#### Work to be completed
Decide whether each statement agrees with the post below, answering yes or no and quoting the deciding words from it. 1. The article on women jurors was first printed in The Law Student's Helper in November 1912. 2. The Chicago prosecutor's idea went far. 3. Captain Mitchell's scandalous life unfolded in Virginia.

I find all sorts of fascinating things in my internet wanderings that pertain to history and crime and journalism, and in what is becoming a Lazy Friday tradition, I will share some fun links with you here for your weekend enjoyment.
The first is an article titled "Women Jurors To Try Feminine Murderers," which was originally printed in the November, 1912, edition of The Law Student's Helper. "It is a legal tradition," the article begins, "that it is practically impossible to secure a sentence of capital punishment against a woman, no matter how guilty...." The frustrated prosecutor for the city of Chicago, who was tired of seeing murderesses getting off scot-free, therefore came up with a novel remedy -- as suggested by the title -- which aroused "no little interest" in the Windy City. (Needless to say his idea didn't get too far, since women could not even vote in most of the country in 1912, let alone sit as jurors, not to mention the fact that most lawyers considered women too sympathetic to convict murderers or anyone else for that matter.)
Centuries after he caused tongues to wag and gavels to bang because of the scandalous course of his life in Maryland circa 1652, the dashing Captain Mitchell continues to capture the female imagination.
And on to Burke and Hare. I have no handy excuse for writing about such a famous case but have no qualms about linking to a brief and very well written summary of the matter for those who have forgotten or never knew the lengths to which some men would go to satisfy a medical college's demand for fresh corpses. A little too fresh....
And finally -- because it's been a full seven days since I quoted Edmund Lester Pearson -- here is another good Pearsonism to polish off the week.
Most of the folk who have committed murder are not insane; they are 'nastily like ourselves,' and their dreadful deed only represents something which, under certain circumstances, we might have done.

#### Data items
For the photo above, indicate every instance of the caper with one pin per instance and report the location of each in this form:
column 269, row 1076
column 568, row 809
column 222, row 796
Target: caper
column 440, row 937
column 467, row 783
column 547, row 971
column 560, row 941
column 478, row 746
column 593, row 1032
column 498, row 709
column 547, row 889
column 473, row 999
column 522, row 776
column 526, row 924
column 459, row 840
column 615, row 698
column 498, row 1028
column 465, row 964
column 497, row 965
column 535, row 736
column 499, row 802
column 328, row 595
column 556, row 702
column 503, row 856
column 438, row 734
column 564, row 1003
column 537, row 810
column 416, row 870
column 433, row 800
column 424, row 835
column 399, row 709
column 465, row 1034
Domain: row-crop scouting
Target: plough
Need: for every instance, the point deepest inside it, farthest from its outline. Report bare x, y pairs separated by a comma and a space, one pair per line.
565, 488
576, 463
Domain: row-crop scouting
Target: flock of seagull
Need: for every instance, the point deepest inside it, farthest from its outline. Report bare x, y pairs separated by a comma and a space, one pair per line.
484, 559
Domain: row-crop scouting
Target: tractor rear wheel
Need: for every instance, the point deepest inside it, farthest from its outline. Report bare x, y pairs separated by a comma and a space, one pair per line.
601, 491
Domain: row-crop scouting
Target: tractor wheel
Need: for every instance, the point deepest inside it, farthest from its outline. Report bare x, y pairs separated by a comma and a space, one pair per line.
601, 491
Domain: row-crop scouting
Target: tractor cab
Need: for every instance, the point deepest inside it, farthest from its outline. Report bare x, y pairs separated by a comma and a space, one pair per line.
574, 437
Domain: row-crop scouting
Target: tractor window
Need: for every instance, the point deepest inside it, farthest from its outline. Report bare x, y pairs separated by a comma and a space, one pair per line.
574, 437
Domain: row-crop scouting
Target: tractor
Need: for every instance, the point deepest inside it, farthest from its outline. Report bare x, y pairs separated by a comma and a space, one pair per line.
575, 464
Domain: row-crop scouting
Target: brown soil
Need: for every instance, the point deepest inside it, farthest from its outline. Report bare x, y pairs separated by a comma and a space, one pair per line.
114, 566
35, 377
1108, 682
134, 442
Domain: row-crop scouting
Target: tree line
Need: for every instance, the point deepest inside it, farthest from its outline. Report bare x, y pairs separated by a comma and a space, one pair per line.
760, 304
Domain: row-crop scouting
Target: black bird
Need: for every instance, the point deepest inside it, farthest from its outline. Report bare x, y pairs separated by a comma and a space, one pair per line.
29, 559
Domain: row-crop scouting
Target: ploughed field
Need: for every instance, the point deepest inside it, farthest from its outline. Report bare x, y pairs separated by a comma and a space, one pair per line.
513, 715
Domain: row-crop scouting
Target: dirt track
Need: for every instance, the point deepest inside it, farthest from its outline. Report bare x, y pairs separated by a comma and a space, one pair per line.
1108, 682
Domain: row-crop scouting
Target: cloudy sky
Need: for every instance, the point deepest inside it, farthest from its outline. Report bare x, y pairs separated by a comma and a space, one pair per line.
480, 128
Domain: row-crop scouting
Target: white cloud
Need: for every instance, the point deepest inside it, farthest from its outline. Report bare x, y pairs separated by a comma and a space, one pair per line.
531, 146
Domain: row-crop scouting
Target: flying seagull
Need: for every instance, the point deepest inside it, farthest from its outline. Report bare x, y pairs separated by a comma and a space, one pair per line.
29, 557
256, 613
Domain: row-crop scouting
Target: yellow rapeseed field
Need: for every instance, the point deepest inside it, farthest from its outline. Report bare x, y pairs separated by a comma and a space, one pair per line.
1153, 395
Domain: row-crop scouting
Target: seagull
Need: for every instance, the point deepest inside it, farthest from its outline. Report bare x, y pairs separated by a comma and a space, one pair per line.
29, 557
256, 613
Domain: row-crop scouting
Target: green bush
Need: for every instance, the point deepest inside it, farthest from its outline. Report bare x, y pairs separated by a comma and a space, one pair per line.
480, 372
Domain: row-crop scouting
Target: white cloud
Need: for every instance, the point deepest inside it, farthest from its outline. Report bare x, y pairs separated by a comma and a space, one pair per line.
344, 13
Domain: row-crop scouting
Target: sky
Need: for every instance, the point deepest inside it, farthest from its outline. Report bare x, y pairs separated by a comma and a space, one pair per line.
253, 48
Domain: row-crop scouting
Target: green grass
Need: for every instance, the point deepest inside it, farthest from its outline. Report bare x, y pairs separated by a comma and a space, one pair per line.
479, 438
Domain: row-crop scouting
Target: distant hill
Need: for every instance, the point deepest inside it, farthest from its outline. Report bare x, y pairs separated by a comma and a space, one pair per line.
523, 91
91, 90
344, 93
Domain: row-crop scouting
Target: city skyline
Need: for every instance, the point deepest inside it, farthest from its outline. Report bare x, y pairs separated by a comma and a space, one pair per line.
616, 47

#### Task response
1. Yes: "originally printed in the November, 1912, edition of The Law Student's Helper"
2. No: "his idea didn't get too far"
3. No: "the scandalous course of his life in Maryland circa 1652"